### Selected passage
Antonis Polentas, Department of Language and Linguistics, University of Essex (UK)

John McWhorter is known for his arguments that creoles form a typological class
of languages that have less complex structure than ''old'' languages (cf.
McWhorter 1998, 2001, 2005; Parkvall 2008 for a recent assessment of the claim).
In this book, he looks at cases where language contact has resulted in a
reduction of complexity but not to the same degree as Creoles and Pidgins. These
are cases where the normal development of a language was ''interrupted'' by wide
non-native acquisition which led to the loss of grammatical complexity compared
to other related languages whose historical development did not witness such
interruption. The radical claim that McWhorter makes is that all cases where a
language appears to have been simplified to a degree not explainable by means of
regular linguistic change are due to the intervention of non-native learners.
The book examines a wide range of data in support of this claim.

### What this exercise asks
**1.** Summarize the passage on McWhorter's book in three sentences.
**2.** Reproduce the part of the passage on McWhorter's book starting at "John McWhorter is" and ending at "of non-native learners.".

### Extracted data
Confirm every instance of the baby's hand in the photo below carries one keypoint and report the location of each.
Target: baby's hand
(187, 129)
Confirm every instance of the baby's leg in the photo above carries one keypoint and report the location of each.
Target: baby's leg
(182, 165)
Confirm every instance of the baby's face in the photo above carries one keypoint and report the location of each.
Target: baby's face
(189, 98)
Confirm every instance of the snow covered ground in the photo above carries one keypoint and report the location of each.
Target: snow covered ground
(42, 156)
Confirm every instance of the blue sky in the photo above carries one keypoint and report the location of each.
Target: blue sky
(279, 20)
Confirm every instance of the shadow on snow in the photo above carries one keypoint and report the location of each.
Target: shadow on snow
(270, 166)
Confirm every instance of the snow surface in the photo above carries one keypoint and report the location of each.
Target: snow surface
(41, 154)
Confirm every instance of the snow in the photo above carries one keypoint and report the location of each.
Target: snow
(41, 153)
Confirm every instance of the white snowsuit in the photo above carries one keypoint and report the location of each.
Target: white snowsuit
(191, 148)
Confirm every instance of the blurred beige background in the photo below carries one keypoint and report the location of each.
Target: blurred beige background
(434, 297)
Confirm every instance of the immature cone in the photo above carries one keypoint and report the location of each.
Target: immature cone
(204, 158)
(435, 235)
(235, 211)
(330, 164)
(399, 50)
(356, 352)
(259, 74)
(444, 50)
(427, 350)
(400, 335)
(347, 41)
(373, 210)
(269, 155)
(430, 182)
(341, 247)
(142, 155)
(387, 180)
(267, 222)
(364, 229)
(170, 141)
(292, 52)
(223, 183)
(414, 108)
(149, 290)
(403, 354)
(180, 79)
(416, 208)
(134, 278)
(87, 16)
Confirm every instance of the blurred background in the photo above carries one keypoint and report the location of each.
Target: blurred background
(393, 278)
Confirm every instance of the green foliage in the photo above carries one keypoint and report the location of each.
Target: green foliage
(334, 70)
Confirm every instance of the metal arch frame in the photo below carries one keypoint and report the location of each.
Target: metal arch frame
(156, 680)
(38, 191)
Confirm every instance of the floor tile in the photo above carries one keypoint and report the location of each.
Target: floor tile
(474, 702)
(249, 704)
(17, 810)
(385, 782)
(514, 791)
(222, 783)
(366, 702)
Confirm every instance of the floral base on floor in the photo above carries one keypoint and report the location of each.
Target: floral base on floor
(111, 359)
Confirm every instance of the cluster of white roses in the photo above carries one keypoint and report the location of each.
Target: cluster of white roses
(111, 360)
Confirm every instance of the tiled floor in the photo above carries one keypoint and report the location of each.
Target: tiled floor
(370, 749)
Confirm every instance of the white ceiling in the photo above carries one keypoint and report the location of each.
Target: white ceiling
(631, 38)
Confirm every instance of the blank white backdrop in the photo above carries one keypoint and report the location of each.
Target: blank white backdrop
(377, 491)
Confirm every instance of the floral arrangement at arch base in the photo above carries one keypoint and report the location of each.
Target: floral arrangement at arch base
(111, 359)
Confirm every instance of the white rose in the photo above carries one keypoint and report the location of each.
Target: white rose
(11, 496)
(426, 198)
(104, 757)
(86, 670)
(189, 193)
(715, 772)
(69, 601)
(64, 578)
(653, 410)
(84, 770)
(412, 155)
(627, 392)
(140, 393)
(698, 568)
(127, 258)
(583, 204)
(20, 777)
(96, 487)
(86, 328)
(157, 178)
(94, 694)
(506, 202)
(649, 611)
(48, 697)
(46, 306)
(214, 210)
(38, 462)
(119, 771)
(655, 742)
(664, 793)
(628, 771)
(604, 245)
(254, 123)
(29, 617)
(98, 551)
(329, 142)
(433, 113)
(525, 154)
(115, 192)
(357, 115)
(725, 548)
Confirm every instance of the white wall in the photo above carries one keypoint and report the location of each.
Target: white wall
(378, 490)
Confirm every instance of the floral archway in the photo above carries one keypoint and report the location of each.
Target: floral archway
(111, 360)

### Solutions
**1.** John McWhorter is known for arguing that creoles form a typological class of languages with less complex structure than "old" languages. In this book, he looks at cases where language contact reduced complexity, though not as much as in Creoles and Pidgins, because wide non-native acquisition interrupted a language's normal development and led to the loss of grammatical complexity compared to related languages. He makes the radical claim that every case of simplification not explainable by regular linguistic change is due to non-native learners, and the book examines a wide range of data in support of this claim.

**2.**
John McWhorter is known for his arguments that creoles form a typological class
of languages that have less complex structure than ''old'' languages (cf.
McWhorter 1998, 2001, 2005; Parkvall 2008 for a recent assessment of the claim).
In this book, he looks at cases where language contact has resulted in a
reduction of complexity but not to the same degree as Creoles and Pidgins. These
are cases where the normal development of a language was ''interrupted'' by wide
non-native acquisition which led to the loss of grammatical complexity compared
to other related languages whose historical development did not witness such
interruption. The radical claim that McWhorter makes is that all cases where a
language appears to have been simplified to a degree not explainable by means of
regular linguistic change are due to the intervention of non-native learners.